— BEGIN Supplied entries —

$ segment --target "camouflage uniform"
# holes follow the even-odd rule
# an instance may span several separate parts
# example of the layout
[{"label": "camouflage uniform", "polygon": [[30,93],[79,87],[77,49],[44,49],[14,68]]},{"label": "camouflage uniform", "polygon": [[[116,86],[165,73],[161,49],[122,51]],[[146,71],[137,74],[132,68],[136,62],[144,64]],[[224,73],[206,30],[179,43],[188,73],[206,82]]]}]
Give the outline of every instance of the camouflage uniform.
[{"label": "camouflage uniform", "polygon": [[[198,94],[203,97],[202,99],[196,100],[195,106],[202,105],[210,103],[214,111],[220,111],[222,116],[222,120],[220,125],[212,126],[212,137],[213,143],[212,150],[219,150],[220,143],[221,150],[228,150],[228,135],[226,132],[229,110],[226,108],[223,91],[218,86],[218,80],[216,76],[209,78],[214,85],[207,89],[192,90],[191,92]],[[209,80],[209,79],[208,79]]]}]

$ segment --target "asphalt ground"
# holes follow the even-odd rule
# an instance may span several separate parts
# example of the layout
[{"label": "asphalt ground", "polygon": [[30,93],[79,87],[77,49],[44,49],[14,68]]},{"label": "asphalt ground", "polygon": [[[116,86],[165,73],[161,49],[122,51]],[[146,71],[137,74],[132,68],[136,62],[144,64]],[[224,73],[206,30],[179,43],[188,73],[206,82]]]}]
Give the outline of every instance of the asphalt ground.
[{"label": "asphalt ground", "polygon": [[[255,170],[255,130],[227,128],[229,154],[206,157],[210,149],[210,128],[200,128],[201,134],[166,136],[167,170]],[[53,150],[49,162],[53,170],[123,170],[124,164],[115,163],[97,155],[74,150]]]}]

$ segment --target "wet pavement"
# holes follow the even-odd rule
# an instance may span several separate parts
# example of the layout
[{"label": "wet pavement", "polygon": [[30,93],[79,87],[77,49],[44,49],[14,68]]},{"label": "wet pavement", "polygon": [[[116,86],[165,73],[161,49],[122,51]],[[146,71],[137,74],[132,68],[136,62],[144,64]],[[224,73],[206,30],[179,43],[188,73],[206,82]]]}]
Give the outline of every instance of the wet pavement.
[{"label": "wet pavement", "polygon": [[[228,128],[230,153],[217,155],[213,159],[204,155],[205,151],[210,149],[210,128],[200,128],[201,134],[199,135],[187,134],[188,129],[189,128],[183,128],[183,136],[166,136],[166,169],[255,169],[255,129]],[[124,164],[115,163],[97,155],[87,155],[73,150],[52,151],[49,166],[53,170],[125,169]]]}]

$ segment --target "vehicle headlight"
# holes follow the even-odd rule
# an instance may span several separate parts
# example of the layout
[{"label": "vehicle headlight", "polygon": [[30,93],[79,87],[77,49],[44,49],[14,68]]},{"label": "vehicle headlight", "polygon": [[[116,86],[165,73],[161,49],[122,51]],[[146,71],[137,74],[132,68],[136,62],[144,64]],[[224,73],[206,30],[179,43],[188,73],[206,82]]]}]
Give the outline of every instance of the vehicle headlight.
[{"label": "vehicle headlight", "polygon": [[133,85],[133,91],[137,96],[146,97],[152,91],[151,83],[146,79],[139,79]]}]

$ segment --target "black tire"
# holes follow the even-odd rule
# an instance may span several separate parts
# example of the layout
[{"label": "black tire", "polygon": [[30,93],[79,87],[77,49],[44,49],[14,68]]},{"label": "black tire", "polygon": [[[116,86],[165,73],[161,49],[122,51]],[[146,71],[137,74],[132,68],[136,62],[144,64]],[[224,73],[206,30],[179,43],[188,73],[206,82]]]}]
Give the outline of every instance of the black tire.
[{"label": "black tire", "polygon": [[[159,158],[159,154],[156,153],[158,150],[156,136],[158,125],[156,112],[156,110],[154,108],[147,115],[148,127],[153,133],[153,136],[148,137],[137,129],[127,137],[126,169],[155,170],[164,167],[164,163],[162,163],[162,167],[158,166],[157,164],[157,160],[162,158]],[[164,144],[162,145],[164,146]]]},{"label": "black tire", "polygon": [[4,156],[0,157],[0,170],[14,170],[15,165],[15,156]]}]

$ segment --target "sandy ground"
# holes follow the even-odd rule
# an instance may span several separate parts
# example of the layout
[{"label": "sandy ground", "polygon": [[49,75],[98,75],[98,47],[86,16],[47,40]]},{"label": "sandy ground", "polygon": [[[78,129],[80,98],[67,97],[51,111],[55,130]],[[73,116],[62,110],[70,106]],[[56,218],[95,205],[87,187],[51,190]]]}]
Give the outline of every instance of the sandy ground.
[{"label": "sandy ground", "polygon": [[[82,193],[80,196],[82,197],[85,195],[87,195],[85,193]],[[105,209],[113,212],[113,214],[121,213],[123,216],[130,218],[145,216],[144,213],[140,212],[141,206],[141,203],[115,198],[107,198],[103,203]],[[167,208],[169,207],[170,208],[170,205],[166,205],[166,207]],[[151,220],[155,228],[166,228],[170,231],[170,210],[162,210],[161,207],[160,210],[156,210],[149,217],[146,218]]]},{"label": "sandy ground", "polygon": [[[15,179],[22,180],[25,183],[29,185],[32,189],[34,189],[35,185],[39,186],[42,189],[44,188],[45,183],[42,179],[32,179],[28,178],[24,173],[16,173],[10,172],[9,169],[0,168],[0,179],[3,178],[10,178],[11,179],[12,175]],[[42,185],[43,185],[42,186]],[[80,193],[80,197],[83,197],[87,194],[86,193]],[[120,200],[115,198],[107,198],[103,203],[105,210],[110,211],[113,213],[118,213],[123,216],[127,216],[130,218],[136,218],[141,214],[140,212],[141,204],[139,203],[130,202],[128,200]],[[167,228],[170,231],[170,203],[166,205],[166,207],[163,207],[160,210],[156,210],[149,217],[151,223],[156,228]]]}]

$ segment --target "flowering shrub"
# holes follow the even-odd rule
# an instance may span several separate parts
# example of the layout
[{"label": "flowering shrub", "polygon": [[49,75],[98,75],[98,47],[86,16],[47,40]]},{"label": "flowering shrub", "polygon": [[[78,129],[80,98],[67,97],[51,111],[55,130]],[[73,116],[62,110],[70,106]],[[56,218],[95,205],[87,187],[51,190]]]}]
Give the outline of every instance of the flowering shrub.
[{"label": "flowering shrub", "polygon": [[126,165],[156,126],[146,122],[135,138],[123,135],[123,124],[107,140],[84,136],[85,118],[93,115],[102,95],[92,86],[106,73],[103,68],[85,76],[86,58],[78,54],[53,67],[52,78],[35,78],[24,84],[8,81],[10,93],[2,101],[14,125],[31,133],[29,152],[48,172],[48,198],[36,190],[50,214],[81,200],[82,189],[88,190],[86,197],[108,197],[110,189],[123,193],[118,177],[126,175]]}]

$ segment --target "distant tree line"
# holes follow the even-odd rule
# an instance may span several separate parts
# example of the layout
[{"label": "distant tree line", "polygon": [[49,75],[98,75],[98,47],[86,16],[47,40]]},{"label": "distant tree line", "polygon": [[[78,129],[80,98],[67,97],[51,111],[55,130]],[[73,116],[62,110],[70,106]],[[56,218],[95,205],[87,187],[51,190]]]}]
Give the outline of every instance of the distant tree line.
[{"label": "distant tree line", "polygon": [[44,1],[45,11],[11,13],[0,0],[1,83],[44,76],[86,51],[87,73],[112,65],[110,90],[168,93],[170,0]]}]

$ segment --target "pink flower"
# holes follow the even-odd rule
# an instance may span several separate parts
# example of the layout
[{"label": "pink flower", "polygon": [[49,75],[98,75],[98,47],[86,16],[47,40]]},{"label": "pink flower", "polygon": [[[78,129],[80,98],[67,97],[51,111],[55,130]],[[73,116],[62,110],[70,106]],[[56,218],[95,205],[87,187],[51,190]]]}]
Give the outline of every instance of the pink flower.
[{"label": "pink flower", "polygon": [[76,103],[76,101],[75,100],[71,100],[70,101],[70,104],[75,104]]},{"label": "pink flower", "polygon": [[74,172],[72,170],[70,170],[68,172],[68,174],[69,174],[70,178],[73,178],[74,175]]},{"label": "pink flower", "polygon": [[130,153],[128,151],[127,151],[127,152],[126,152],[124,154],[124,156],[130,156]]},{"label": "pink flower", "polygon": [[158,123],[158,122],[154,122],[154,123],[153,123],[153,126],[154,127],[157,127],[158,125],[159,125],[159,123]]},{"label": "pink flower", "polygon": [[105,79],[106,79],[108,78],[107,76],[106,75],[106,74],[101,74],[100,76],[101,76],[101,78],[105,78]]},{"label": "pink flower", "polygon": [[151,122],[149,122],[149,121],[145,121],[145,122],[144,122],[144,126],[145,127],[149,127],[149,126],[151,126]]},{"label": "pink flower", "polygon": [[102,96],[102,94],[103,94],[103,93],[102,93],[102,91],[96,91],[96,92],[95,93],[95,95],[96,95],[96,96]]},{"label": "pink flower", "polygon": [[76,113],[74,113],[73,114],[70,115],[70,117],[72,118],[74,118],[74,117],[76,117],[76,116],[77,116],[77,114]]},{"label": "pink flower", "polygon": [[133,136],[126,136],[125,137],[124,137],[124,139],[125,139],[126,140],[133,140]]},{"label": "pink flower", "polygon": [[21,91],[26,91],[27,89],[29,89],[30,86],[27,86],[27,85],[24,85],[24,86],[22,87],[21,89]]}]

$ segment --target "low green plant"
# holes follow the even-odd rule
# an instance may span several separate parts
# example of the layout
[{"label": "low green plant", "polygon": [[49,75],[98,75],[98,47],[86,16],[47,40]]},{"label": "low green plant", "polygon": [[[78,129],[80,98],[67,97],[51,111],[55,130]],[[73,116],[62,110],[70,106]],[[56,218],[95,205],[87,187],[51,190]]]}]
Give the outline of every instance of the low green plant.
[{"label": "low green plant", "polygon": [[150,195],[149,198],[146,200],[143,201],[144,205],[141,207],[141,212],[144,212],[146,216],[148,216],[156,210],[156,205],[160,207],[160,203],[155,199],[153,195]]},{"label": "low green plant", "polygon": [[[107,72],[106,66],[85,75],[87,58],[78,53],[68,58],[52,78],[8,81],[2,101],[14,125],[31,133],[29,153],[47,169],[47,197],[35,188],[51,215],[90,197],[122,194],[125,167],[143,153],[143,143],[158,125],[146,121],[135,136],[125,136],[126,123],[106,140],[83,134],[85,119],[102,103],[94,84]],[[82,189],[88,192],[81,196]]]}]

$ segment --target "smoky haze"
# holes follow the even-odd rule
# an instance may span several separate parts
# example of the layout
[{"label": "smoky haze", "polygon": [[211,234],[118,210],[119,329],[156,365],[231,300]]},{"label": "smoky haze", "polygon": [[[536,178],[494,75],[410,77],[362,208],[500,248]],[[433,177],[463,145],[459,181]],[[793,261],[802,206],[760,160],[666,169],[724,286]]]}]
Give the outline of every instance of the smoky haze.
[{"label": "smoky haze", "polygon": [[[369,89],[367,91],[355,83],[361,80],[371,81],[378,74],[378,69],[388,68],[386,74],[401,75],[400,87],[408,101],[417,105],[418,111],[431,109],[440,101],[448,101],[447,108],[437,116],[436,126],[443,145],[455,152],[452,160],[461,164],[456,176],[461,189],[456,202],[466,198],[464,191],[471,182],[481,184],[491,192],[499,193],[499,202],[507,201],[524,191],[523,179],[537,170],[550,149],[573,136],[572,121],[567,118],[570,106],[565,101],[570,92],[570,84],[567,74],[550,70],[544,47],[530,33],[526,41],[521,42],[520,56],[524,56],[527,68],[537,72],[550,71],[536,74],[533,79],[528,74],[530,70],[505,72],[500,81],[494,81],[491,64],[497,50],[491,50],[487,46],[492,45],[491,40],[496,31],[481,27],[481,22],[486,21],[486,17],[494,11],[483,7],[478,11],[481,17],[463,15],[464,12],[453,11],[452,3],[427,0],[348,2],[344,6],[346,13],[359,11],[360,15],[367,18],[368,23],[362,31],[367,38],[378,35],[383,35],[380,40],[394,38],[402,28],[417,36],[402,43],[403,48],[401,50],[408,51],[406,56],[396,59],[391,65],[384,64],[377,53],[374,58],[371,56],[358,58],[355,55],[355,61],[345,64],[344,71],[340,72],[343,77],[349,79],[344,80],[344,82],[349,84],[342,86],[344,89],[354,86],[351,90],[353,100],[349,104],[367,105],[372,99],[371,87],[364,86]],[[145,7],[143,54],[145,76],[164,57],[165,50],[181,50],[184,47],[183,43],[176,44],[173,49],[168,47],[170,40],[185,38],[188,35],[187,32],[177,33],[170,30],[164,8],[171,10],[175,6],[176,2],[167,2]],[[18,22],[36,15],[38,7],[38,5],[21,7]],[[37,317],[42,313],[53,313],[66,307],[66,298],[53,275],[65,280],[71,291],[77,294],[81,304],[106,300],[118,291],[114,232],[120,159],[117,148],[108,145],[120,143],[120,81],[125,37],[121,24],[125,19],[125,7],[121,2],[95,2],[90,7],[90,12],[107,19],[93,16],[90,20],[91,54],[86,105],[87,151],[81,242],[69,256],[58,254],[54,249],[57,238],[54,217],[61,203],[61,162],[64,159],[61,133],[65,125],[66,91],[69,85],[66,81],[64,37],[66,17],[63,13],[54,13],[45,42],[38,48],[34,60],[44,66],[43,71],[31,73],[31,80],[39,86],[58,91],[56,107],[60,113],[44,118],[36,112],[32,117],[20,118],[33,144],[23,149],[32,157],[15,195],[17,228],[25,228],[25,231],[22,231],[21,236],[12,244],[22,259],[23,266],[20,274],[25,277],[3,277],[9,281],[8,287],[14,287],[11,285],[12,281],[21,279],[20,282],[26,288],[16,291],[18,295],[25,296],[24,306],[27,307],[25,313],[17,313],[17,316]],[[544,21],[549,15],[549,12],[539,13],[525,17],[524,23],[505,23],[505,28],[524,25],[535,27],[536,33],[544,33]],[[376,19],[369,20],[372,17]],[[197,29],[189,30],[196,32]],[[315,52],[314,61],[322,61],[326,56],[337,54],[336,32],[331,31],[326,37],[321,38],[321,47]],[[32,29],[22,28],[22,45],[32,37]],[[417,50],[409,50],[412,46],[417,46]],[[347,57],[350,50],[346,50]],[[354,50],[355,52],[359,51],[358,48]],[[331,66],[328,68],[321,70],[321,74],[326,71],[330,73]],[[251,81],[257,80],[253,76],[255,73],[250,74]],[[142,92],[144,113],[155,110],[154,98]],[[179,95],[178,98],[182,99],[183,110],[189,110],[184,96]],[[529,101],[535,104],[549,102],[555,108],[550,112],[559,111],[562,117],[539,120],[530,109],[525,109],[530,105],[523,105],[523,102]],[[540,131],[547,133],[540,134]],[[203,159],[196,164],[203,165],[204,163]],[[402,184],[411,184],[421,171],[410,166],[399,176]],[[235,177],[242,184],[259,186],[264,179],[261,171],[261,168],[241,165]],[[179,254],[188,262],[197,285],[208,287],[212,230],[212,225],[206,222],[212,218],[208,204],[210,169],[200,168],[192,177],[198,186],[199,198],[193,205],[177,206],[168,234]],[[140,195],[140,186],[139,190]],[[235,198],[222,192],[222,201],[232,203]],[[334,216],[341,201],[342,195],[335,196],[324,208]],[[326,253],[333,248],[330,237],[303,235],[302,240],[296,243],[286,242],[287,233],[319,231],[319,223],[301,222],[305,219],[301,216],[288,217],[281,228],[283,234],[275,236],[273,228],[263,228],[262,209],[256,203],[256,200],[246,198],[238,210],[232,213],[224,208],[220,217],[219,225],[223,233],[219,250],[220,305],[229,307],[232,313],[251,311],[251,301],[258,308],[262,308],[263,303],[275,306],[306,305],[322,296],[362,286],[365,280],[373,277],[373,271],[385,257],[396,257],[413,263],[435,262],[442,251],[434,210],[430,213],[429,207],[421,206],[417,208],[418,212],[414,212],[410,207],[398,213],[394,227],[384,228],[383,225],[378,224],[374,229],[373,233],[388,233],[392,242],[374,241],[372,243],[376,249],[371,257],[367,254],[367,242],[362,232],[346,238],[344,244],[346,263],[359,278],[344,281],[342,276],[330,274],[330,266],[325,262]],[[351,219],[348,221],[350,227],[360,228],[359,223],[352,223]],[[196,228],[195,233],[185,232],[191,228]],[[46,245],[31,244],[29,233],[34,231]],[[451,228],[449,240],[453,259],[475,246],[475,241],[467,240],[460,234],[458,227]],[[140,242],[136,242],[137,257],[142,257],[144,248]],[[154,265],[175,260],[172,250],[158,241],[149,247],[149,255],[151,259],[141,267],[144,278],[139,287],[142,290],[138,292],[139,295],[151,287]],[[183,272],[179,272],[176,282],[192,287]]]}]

— END Supplied entries —

Task instructions: Copy out the lines between the start of the records and the line holding "Give the outline of every instance of the camouflage", inclusive, reproducing them unchanged.

Reply to the exercise:
$ segment --target "camouflage uniform"
# holes follow the even-odd rule
# an instance may span several separate parts
# example of the layout
[{"label": "camouflage uniform", "polygon": [[30,93],[79,87],[77,49],[44,49],[14,68]]},{"label": "camouflage uniform", "polygon": [[[116,86],[165,73],[161,49],[122,51]],[[146,71],[137,74],[132,68],[136,62],[144,64]],[[224,73],[206,30],[179,43],[188,73],[206,82]]]}]
Give the outline of every instance of the camouflage uniform.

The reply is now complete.